- _Stated exercise_
Copy the lines verbatim, from the line containing "of the <item>dune" through the line containing "293 383 L 272", both included.

Segmentation dataset excerpts:
********************

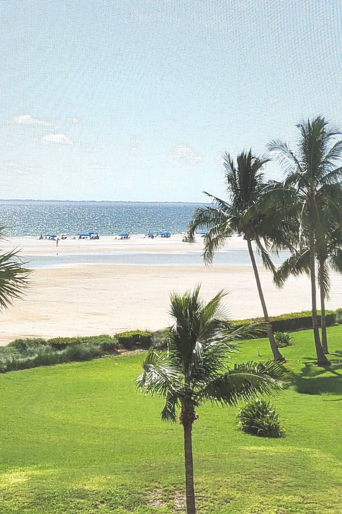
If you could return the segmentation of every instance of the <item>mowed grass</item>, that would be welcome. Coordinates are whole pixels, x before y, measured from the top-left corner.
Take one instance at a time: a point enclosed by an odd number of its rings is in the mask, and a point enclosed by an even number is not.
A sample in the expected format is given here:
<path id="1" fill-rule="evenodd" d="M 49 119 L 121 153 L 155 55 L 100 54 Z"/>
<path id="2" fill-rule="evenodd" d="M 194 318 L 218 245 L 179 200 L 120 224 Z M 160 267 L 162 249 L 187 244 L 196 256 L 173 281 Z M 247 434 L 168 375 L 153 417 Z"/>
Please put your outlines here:
<path id="1" fill-rule="evenodd" d="M 239 432 L 236 408 L 198 409 L 199 512 L 341 512 L 342 326 L 328 337 L 335 362 L 326 370 L 312 365 L 311 331 L 294 334 L 282 350 L 295 373 L 272 400 L 283 438 Z M 241 350 L 232 363 L 271 357 L 265 339 Z M 143 356 L 0 376 L 0 512 L 185 511 L 182 428 L 160 420 L 160 399 L 136 391 Z"/>

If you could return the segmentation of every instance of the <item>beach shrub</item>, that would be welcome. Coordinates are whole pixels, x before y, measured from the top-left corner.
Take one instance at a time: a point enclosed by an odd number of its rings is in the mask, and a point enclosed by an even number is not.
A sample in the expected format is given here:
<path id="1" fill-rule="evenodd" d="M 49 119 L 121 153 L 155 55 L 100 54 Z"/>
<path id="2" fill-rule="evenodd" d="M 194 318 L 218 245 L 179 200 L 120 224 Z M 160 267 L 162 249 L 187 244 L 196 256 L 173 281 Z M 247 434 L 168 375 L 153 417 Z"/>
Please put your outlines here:
<path id="1" fill-rule="evenodd" d="M 288 332 L 275 332 L 274 340 L 278 348 L 289 346 L 291 343 L 292 337 Z"/>
<path id="2" fill-rule="evenodd" d="M 149 347 L 151 345 L 152 334 L 149 332 L 135 330 L 116 334 L 115 337 L 119 344 L 123 348 L 130 350 L 135 345 L 139 345 L 142 348 Z"/>
<path id="3" fill-rule="evenodd" d="M 236 423 L 241 431 L 260 437 L 280 437 L 285 431 L 275 408 L 259 398 L 249 401 L 239 411 Z"/>
<path id="4" fill-rule="evenodd" d="M 47 344 L 55 350 L 62 350 L 67 346 L 75 344 L 80 344 L 82 342 L 81 337 L 54 337 L 47 340 Z"/>
<path id="5" fill-rule="evenodd" d="M 40 366 L 52 366 L 64 362 L 81 362 L 91 360 L 101 357 L 103 351 L 94 344 L 70 345 L 61 350 L 51 346 L 42 346 L 32 354 L 12 355 L 0 357 L 0 372 L 27 370 Z"/>
<path id="6" fill-rule="evenodd" d="M 318 323 L 320 324 L 320 311 L 317 311 Z M 336 323 L 336 312 L 333 310 L 326 311 L 327 326 L 334 325 Z M 250 319 L 234 320 L 232 324 L 240 327 L 249 323 L 262 323 L 263 318 L 253 318 Z M 281 314 L 278 316 L 270 316 L 270 321 L 273 332 L 292 332 L 296 330 L 312 328 L 312 318 L 311 310 L 303 310 L 300 313 L 291 313 Z M 267 336 L 266 332 L 260 334 L 260 337 Z"/>
<path id="7" fill-rule="evenodd" d="M 168 328 L 157 330 L 152 334 L 151 345 L 157 350 L 166 350 L 169 337 L 170 331 Z"/>
<path id="8" fill-rule="evenodd" d="M 104 352 L 113 352 L 121 347 L 119 344 L 117 338 L 109 336 L 108 334 L 103 334 L 101 336 L 87 336 L 82 338 L 83 343 L 90 344 L 97 344 L 100 346 Z"/>
<path id="9" fill-rule="evenodd" d="M 25 338 L 25 339 L 15 339 L 11 341 L 7 345 L 7 347 L 15 348 L 21 353 L 28 351 L 29 350 L 35 350 L 36 348 L 46 346 L 47 344 L 45 339 L 41 338 Z"/>

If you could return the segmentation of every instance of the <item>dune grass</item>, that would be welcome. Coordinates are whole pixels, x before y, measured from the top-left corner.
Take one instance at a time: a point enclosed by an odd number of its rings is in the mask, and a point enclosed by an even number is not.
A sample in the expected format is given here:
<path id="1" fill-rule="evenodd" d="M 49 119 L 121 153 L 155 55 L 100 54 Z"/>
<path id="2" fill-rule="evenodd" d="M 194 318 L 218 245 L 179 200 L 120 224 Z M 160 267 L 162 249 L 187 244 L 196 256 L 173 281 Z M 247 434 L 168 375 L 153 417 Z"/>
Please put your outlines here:
<path id="1" fill-rule="evenodd" d="M 293 383 L 272 399 L 284 437 L 239 432 L 237 408 L 199 409 L 199 512 L 340 512 L 342 326 L 328 329 L 326 370 L 313 365 L 312 332 L 293 336 L 282 350 Z M 266 339 L 241 349 L 233 362 L 271 356 Z M 184 511 L 182 431 L 160 421 L 159 399 L 136 390 L 143 355 L 0 375 L 2 514 Z"/>

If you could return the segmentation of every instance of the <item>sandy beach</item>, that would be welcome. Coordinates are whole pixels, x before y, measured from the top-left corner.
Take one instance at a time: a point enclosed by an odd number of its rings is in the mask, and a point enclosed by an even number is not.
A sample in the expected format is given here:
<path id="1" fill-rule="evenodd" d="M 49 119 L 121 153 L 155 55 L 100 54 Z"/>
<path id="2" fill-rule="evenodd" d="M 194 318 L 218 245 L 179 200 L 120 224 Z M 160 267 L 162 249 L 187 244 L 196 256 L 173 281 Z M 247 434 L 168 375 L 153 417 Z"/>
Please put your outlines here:
<path id="1" fill-rule="evenodd" d="M 244 242 L 235 238 L 231 248 L 241 248 Z M 59 251 L 82 253 L 116 251 L 153 252 L 184 251 L 181 236 L 146 241 L 133 236 L 128 241 L 111 236 L 98 241 L 66 240 Z M 124 245 L 125 245 L 124 246 Z M 200 252 L 202 241 L 187 245 L 186 251 Z M 2 245 L 5 249 L 5 245 Z M 55 243 L 35 238 L 9 240 L 6 249 L 17 247 L 26 255 L 56 252 Z M 310 283 L 301 277 L 290 279 L 283 289 L 277 289 L 271 274 L 259 268 L 270 314 L 277 315 L 310 308 Z M 126 329 L 155 330 L 166 326 L 170 291 L 183 292 L 202 284 L 203 297 L 208 300 L 221 288 L 229 291 L 227 306 L 233 319 L 262 314 L 251 266 L 140 266 L 74 265 L 35 269 L 24 301 L 17 300 L 4 311 L 0 323 L 0 344 L 17 337 L 112 334 Z M 328 307 L 341 306 L 342 278 L 332 276 Z"/>

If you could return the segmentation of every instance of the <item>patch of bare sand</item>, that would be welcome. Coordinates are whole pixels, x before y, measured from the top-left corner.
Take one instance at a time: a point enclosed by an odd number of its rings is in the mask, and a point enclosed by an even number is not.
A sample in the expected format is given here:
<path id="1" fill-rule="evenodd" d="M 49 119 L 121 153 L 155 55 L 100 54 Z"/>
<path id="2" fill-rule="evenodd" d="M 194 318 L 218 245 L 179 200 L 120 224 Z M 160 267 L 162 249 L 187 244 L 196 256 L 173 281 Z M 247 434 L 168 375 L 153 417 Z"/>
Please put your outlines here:
<path id="1" fill-rule="evenodd" d="M 291 278 L 282 290 L 260 268 L 270 315 L 310 308 L 310 282 Z M 169 296 L 202 283 L 208 300 L 222 288 L 233 319 L 262 315 L 253 271 L 249 266 L 90 265 L 36 269 L 25 300 L 17 300 L 1 315 L 0 344 L 17 337 L 44 338 L 112 334 L 127 329 L 156 330 L 167 326 Z M 332 277 L 328 307 L 341 306 L 342 279 Z"/>

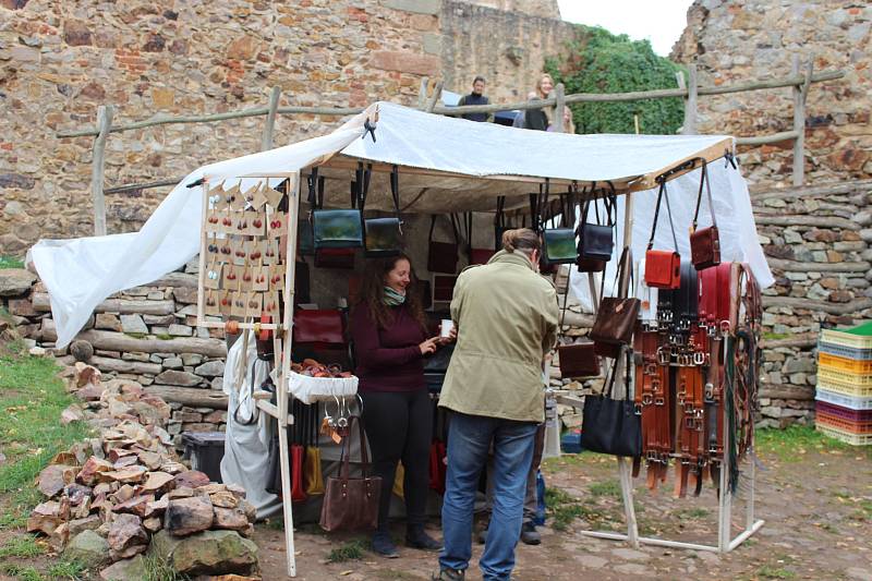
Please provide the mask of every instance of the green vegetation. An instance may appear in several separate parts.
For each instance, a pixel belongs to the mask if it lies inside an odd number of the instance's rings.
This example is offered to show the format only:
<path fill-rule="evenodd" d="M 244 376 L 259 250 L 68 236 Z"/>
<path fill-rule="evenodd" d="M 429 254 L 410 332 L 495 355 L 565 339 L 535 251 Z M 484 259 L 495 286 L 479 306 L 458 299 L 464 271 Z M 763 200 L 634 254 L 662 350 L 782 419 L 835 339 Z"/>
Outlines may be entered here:
<path fill-rule="evenodd" d="M 355 538 L 353 541 L 349 541 L 348 543 L 342 543 L 339 547 L 330 550 L 327 555 L 328 562 L 344 562 L 347 560 L 361 560 L 363 558 L 363 552 L 366 550 L 367 544 L 366 541 L 362 538 Z"/>
<path fill-rule="evenodd" d="M 569 57 L 546 60 L 555 83 L 573 93 L 631 93 L 677 88 L 681 69 L 658 57 L 647 40 L 630 40 L 605 28 L 579 25 Z M 681 98 L 625 102 L 584 102 L 571 106 L 577 133 L 634 133 L 633 114 L 642 133 L 675 134 L 683 121 Z"/>
<path fill-rule="evenodd" d="M 7 346 L 8 348 L 9 346 Z M 0 529 L 22 526 L 40 500 L 34 479 L 59 451 L 88 435 L 83 422 L 62 425 L 61 411 L 73 402 L 59 367 L 48 359 L 26 354 L 0 356 Z"/>
<path fill-rule="evenodd" d="M 0 256 L 0 270 L 3 268 L 24 268 L 24 262 L 14 256 Z"/>

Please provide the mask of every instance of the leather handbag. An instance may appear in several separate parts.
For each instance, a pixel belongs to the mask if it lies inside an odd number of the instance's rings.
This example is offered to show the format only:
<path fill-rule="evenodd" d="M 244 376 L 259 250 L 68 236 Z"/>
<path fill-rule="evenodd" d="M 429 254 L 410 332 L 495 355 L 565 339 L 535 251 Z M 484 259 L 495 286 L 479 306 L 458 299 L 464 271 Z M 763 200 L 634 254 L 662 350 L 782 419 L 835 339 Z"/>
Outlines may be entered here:
<path fill-rule="evenodd" d="M 611 185 L 609 183 L 609 185 Z M 615 187 L 611 186 L 611 194 L 607 194 L 603 198 L 603 205 L 606 210 L 605 225 L 600 221 L 600 206 L 597 199 L 588 201 L 584 203 L 584 208 L 581 213 L 581 225 L 579 226 L 579 259 L 608 262 L 611 259 L 611 252 L 615 247 L 615 220 L 613 214 L 617 211 L 617 202 L 615 199 Z M 596 223 L 588 222 L 588 210 L 593 205 L 593 213 L 596 217 Z"/>
<path fill-rule="evenodd" d="M 661 180 L 657 192 L 657 205 L 654 208 L 654 223 L 651 227 L 651 239 L 647 241 L 645 252 L 645 282 L 655 289 L 677 289 L 681 286 L 681 256 L 676 251 L 653 250 L 654 234 L 657 231 L 657 218 L 661 211 L 661 202 L 666 198 L 666 211 L 669 217 L 669 229 L 673 231 L 673 241 L 678 249 L 678 238 L 673 226 L 673 213 L 669 208 L 669 195 L 666 192 L 666 180 Z"/>
<path fill-rule="evenodd" d="M 346 344 L 342 313 L 335 308 L 301 308 L 293 316 L 293 342 Z"/>
<path fill-rule="evenodd" d="M 366 192 L 370 185 L 370 171 L 366 171 L 364 187 L 361 195 L 361 211 L 366 203 Z M 376 258 L 380 256 L 397 256 L 402 250 L 402 220 L 400 218 L 400 185 L 397 166 L 390 172 L 390 195 L 393 199 L 392 218 L 368 218 L 364 220 L 364 235 L 366 238 L 366 256 Z"/>
<path fill-rule="evenodd" d="M 351 477 L 351 434 L 354 424 L 361 440 L 361 477 Z M 362 531 L 378 524 L 378 499 L 382 495 L 380 476 L 370 475 L 370 457 L 360 417 L 349 417 L 349 436 L 342 438 L 339 476 L 329 476 L 320 509 L 320 528 L 325 531 Z M 389 486 L 389 484 L 387 484 Z"/>
<path fill-rule="evenodd" d="M 700 203 L 702 202 L 702 187 L 705 184 L 705 193 L 708 197 L 708 209 L 712 213 L 712 226 L 708 228 L 697 229 L 697 219 L 700 216 Z M 717 221 L 715 220 L 715 205 L 712 201 L 712 185 L 708 181 L 708 164 L 702 160 L 702 178 L 700 179 L 700 192 L 697 194 L 697 210 L 693 213 L 693 226 L 690 229 L 690 262 L 697 270 L 702 270 L 711 266 L 720 264 L 720 238 L 717 232 Z"/>
<path fill-rule="evenodd" d="M 613 399 L 617 364 L 611 367 L 611 379 L 606 390 L 584 398 L 581 433 L 584 434 L 586 450 L 631 458 L 642 455 L 642 416 L 635 413 L 635 404 L 629 397 L 631 356 L 627 350 L 627 365 L 623 367 L 627 392 L 623 399 Z"/>
<path fill-rule="evenodd" d="M 341 268 L 343 270 L 351 270 L 354 268 L 354 249 L 316 250 L 315 267 Z"/>
<path fill-rule="evenodd" d="M 567 292 L 564 307 L 560 313 L 559 328 L 564 328 L 566 310 L 569 303 L 569 289 L 571 288 L 572 270 L 567 278 Z M 564 379 L 576 377 L 595 377 L 600 375 L 600 359 L 594 352 L 594 343 L 584 341 L 578 343 L 561 343 L 557 346 L 557 359 L 560 363 L 560 377 Z"/>
<path fill-rule="evenodd" d="M 436 228 L 436 215 L 431 216 L 429 235 L 427 244 L 427 270 L 431 273 L 446 273 L 453 275 L 457 273 L 457 254 L 459 250 L 457 225 L 451 220 L 451 229 L 455 232 L 453 242 L 437 242 L 433 240 L 433 231 Z"/>
<path fill-rule="evenodd" d="M 323 209 L 324 178 L 318 168 L 308 177 L 310 196 L 317 183 L 317 197 L 312 210 L 312 237 L 315 250 L 360 249 L 363 246 L 363 215 L 360 209 Z"/>
<path fill-rule="evenodd" d="M 627 274 L 628 269 L 629 275 Z M 629 276 L 630 280 L 632 280 L 632 252 L 629 246 L 623 249 L 618 264 L 616 292 L 619 294 L 625 288 L 623 280 L 626 276 Z M 600 301 L 596 319 L 588 337 L 596 343 L 605 343 L 607 346 L 630 344 L 640 306 L 641 301 L 637 298 L 604 296 Z M 615 351 L 613 347 L 601 352 L 614 354 Z"/>

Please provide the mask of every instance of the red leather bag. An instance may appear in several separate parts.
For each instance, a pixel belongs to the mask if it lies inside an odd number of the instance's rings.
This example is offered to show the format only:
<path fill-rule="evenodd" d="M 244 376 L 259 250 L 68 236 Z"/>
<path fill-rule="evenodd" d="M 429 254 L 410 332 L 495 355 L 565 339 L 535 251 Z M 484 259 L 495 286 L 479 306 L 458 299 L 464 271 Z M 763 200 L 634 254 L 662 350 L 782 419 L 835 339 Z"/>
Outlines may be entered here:
<path fill-rule="evenodd" d="M 666 192 L 666 180 L 663 179 L 657 192 L 654 223 L 651 227 L 651 239 L 647 241 L 647 252 L 645 252 L 645 282 L 655 289 L 677 289 L 681 286 L 681 256 L 676 251 L 653 250 L 661 202 L 664 197 L 666 198 L 666 213 L 669 217 L 669 229 L 673 231 L 673 242 L 676 250 L 678 249 L 678 238 L 675 235 L 675 226 L 673 226 L 673 210 L 669 208 L 669 194 Z"/>
<path fill-rule="evenodd" d="M 293 342 L 346 344 L 342 313 L 335 308 L 298 311 L 293 316 Z"/>
<path fill-rule="evenodd" d="M 697 219 L 700 216 L 700 203 L 702 202 L 702 187 L 705 185 L 705 193 L 708 196 L 708 209 L 712 213 L 712 226 L 697 230 Z M 697 194 L 697 211 L 693 213 L 693 227 L 690 230 L 690 262 L 697 270 L 702 270 L 711 266 L 720 264 L 720 237 L 717 232 L 717 221 L 715 220 L 715 205 L 712 201 L 712 186 L 708 183 L 708 165 L 702 161 L 702 178 L 700 179 L 700 192 Z"/>

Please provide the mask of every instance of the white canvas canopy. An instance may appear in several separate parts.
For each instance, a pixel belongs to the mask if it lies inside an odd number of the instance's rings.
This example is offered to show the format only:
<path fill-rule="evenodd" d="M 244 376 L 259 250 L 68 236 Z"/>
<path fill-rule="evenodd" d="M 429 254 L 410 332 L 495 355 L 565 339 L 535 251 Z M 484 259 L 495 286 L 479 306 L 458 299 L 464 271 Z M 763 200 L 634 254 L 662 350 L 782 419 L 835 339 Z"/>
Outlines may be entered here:
<path fill-rule="evenodd" d="M 373 142 L 365 134 L 364 122 L 375 120 L 376 112 Z M 573 181 L 584 186 L 608 180 L 618 193 L 639 192 L 633 205 L 633 250 L 639 257 L 656 199 L 656 191 L 651 190 L 654 178 L 687 159 L 712 161 L 731 150 L 728 136 L 559 134 L 474 123 L 378 102 L 328 135 L 197 168 L 173 187 L 138 232 L 41 240 L 31 249 L 28 262 L 49 290 L 57 344 L 63 347 L 104 299 L 156 280 L 196 255 L 202 192 L 189 184 L 205 177 L 211 184 L 223 180 L 229 186 L 246 177 L 288 175 L 318 165 L 327 178 L 327 205 L 347 205 L 350 170 L 359 160 L 372 162 L 375 169 L 367 209 L 390 209 L 386 171 L 396 165 L 400 167 L 401 207 L 420 214 L 493 210 L 500 195 L 507 196 L 507 206 L 512 199 L 520 206 L 526 202 L 525 194 L 536 192 L 545 178 L 554 193 L 566 191 Z M 723 259 L 750 263 L 760 283 L 771 285 L 744 180 L 723 160 L 710 164 L 710 178 Z M 698 186 L 699 170 L 669 183 L 682 255 L 689 253 L 687 226 Z M 701 226 L 711 223 L 706 201 L 700 215 Z M 674 246 L 668 226 L 658 228 L 655 244 L 658 249 Z"/>

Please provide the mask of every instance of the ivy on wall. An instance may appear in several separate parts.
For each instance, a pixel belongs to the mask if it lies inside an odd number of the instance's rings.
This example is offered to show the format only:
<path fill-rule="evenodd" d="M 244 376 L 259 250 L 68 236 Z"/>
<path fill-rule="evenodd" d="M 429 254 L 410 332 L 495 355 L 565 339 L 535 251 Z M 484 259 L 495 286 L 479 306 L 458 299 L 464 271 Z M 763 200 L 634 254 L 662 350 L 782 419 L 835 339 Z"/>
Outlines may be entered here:
<path fill-rule="evenodd" d="M 566 94 L 631 93 L 676 88 L 675 73 L 682 69 L 658 57 L 647 40 L 630 40 L 597 26 L 579 26 L 569 44 L 568 57 L 548 58 L 545 70 Z M 683 121 L 680 97 L 623 102 L 571 105 L 577 133 L 634 133 L 639 116 L 641 133 L 675 134 Z"/>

********************

- _Output below_
If you could return the segmentation of every instance of the <item>dune grass</item>, that would be welcome. Coordinates are whole pixels, x before y, measured from the top-left corner.
Take one instance at a time: a point enclosed by an odd number of its rings is in the mask, and a point enclosed by an even number is not.
A sample in the expected format is given here:
<path id="1" fill-rule="evenodd" d="M 49 119 L 121 153 L 155 55 L 100 54 Z"/>
<path id="2" fill-rule="evenodd" d="M 194 318 L 218 245 L 179 200 L 120 224 Z M 160 267 L 162 249 L 187 244 L 196 256 L 173 281 Z M 247 434 L 168 375 L 153 417 Z"/>
Please put your outlines here:
<path id="1" fill-rule="evenodd" d="M 293 383 L 272 399 L 284 437 L 239 432 L 237 408 L 199 409 L 199 512 L 340 512 L 342 326 L 328 329 L 326 370 L 313 365 L 312 332 L 293 336 L 282 350 Z M 266 339 L 241 349 L 233 362 L 271 356 Z M 184 511 L 182 431 L 160 421 L 159 399 L 136 390 L 143 355 L 0 375 L 2 514 Z"/>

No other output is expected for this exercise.